=== Texte présenté ===
En quoi consiste l’internement ?
1. Le 1er octobre 2016, la loi du 5 mai 2014 ‘relative à l’internement’ entrait en vigueur.
Dans une volonté de limiter le nombre de décisions prononcées, cette loi est venue remplacer celle du 1er juillet 1964, applicable jusqu’alors. Désormais, seuls les faits ayant provoqué une atteinte à l’intégrité physique ou psychique d’un tiers peuvent mener à un internement.
2. La vision de cette mesure se veut évolutive : la situation du justiciable interné sera réexaminée au moins chaque année pour les internés placés et avant la fin du délai d’épreuve pour les internés bénéficiant d’une autre modalité.
===
Objectifs -
1. Répondez à ces questions sur le texte consacré à l'internement.
(a) À quelle date la loi du 5 mai 2014 relative à l'internement est-elle entrée en vigueur ?
(b) Quelle loi est-elle venue remplacer ?
(c) À quelle fréquence minimale la situation des internés placés est-elle réexaminée ?
2. Poursuivez le texte sur l'internement à la suite de sa dernière phrase.
=== Contenu des données ===
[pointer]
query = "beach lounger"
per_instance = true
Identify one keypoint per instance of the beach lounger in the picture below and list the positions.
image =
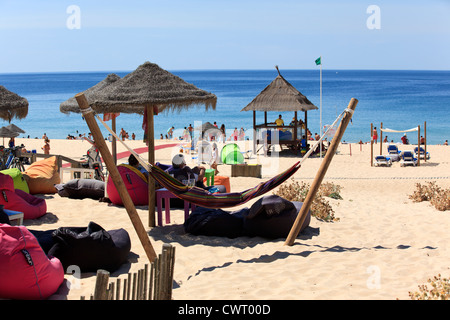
(383, 161)
(408, 158)
(422, 153)
(394, 153)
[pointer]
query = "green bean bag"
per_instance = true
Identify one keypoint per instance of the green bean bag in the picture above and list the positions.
(18, 179)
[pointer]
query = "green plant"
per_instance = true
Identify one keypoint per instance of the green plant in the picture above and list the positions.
(320, 207)
(438, 197)
(440, 290)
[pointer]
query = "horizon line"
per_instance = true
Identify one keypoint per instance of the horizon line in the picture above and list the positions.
(215, 69)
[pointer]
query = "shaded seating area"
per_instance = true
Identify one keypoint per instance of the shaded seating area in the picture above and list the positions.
(280, 96)
(420, 152)
(408, 159)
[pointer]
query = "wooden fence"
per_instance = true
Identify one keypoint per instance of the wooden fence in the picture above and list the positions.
(154, 282)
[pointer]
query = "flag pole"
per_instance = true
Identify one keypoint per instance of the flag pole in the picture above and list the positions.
(320, 105)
===
Réponses par tâche -
1.
(a) Le 1er octobre 2016.
(b) La loi du 1er juillet 1964.
(c) Au moins chaque année.

2.
3. Trois éléments-clés de la loi peuvent être mis en avant :
– l’importance du trajet de soins : l’accompagnement des personnes internées s’insère dorénavant dans un trajet de soins ; la mesure d’internement vise à protéger la société et à dispenser les soins nécessaires et adaptés au justiciable en vue de lui permettre de se réinsérer dans la société ;
– l’internement n’est plus d’emblée considéré comme une mesure à durée indéterminée : la loi prévoit chaque année un examen systématique des modalités d’exécution possibles pour les internés placés et fixe un délai d’épreuve pour les autres modalités d’exécution de l’internement ;
– la place de la victime : elle est désormais prise en considération dans le cadre de la procédure d’internement, elle peut être informée des modalités d’exécution de l’internement ou être entendue lors des audiences au sujet des conditions qu’elle souhaiterait voir imposer à la personne internée.
4. Sur le plan de la procédure, on constate une volonté de professionnalisation de l’instance décisionnelle.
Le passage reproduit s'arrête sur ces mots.